_Extrait du document_
Ces deux articles font voir que l'art. 723 n'est pas complet quand il dit que les biens d'un défunt vont 1° à ses héritiers légitimes; 2o à ses enfants naturels; 3° à son conjoint; 4° enfin à l'État. Ce n'est pas seulement à des enfants naturels que les biens peuvent passer; c'est tantôt à des enfants (ou à leurs descendants légitimes), tantôt à des père et mère, tantôt à des frères ou sœurs (ou à leurs descendants légitimes): au lieu des enfants naturels, il fallait parler d'une manière plus générale des parents naturels. Au reste, ces différents successeurs, par cela seul qu'ils sont parents, passeront tous avant le conjoint du défunt, et l'on ne conçoit pas que Delvincourt ait eu l'idée d'en placer un entre ce conjoint et l'État. Il peut y avoir discussion sur le point de savoir si tel parent naturel doit ou non venir à la succession; mais une fois qu'il est admis dans la classe des successeurs, il ne peut pas y avoir difficulté sur le rang qu'il doit prendre relativement au conjoint: c'est toujours avant ce conjoint qu'il doit être placé. N'est-il pas évident, par toute l'économie du Code, que la loi établit la successibilité, 1o sur la parenté légitime, 2o sur la parenté naturelle, et en troisième ordre seulement sur le titre d'époux? Notre section, consacrée à tous les parents naturels, tandis que le conjoint n'est appelé qu'avec l'État dans la section suivante, ne le prouve-t-elle pas assez ?

Mais, bien entendu, ce n'est pas de la succession laissée par un enfant naturel quelconque qu'il s'agit dans nos deux articles: il ne s'agit que des bâtards simples, et non des enfants incestueux ou adultérins. De même que ces enfants ne succèdent point à leurs parents, de même leurs parents ne peuvent pas leur succéder: les père et mère d'un enfant adultérin ou incestueux, qui se trouve légalement connu par la

force des choses, ne pourraient pas invoquer l'art. 765; ses frères et sœurs (enfants légitimes ou enfants naturels, peu importe), ni leurs descendants, ne pourraient pas invoquer l'art. 766.

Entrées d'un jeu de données
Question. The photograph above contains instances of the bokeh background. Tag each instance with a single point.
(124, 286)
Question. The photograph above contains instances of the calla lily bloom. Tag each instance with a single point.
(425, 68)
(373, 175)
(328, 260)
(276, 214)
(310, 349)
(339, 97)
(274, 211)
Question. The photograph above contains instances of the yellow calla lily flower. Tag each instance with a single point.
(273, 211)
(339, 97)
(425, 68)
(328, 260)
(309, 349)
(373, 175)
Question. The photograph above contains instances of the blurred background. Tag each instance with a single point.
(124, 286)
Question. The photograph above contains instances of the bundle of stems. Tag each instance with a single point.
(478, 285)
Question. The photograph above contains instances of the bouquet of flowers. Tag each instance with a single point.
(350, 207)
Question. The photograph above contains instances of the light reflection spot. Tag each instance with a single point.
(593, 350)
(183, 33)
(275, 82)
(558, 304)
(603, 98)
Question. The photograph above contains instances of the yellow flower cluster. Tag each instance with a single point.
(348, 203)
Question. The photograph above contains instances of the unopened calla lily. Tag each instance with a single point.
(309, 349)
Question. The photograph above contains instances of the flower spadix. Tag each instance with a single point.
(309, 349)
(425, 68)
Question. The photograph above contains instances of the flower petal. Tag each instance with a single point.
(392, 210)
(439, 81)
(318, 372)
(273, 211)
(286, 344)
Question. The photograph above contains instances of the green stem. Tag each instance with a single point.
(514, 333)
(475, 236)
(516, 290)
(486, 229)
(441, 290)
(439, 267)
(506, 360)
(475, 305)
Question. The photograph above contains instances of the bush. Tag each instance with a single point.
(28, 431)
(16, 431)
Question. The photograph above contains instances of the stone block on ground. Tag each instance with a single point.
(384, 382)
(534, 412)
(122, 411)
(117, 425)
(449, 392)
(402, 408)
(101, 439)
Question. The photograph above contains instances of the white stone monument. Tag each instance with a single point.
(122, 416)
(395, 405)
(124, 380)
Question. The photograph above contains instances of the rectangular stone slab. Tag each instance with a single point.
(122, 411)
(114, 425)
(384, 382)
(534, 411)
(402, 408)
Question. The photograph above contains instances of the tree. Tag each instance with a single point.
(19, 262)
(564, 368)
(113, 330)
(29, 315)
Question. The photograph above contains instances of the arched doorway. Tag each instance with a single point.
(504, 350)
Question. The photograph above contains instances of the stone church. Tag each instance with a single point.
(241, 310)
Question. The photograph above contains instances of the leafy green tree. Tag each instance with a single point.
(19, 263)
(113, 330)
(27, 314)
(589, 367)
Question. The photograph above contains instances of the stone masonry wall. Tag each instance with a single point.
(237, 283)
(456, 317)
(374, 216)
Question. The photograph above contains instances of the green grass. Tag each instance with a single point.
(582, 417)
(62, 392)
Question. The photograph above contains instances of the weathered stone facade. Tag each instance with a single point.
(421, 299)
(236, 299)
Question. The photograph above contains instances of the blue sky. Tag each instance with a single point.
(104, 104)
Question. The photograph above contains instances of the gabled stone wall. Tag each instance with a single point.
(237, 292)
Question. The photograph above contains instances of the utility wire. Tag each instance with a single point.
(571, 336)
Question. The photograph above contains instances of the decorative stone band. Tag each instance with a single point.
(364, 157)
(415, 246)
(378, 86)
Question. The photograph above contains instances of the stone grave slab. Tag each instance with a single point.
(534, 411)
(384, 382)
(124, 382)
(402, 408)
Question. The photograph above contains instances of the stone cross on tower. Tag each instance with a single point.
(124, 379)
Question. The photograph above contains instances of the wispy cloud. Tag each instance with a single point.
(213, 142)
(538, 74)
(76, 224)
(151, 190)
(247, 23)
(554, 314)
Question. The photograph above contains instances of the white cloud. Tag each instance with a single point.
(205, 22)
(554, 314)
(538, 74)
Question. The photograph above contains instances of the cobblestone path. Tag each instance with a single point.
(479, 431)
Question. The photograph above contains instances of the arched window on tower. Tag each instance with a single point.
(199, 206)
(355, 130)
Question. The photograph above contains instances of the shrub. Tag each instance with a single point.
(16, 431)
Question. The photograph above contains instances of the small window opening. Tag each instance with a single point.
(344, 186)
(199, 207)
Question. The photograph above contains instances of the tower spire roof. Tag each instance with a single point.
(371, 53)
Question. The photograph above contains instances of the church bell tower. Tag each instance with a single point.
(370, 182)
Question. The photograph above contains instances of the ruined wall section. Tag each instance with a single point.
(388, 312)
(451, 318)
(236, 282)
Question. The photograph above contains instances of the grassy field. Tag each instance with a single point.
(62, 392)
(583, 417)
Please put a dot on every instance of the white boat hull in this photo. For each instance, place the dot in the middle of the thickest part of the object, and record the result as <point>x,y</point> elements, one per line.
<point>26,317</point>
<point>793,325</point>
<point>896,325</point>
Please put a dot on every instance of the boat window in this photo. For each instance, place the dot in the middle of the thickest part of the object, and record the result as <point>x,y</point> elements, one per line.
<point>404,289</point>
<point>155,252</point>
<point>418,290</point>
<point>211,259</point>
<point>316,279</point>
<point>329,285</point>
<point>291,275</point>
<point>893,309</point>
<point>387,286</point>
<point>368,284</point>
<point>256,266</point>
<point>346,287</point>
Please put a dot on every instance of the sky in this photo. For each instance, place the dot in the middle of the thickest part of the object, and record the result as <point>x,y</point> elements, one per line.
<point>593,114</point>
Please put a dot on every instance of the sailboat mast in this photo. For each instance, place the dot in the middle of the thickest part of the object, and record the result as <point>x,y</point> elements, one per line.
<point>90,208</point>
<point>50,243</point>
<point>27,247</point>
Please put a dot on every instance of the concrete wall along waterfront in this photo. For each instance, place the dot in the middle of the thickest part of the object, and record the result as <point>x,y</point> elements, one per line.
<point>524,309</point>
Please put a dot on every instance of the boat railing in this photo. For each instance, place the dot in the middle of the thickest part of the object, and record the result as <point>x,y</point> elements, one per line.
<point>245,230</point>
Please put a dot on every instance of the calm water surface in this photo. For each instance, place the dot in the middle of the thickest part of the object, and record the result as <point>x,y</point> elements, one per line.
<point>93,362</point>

_Consignes_
#1 Répondez à ces questions sur l'extrait de droit successoral :
(a) Quel article l'auteur juge-t-il incomplet ?
(b) Avec qui le conjoint est-il appelé, et dans quelle section ?
(c) Quels enfants sont exclus des deux articles étudiés ?
#2 Extrayez toutes les lignes des entrées qui contiennent la chaîne « lily », en tenant compte de la casse.
L'extrait et les entrées sont deux documents sans rapport l'un avec l'autre.

_Corrigés_
#1
(a) L'art. 723.
(b) Avec l'État, dans la section suivante.
(c) Les enfants incestueux ou adultérins.

#2
Question. The photograph above contains instances of the calla lily bloom. Tag each instance with a single point.
Question. The photograph above contains instances of the yellow calla lily flower. Tag each instance with a single point.
Question. The photograph above contains instances of the unopened calla lily. Tag each instance with a single point.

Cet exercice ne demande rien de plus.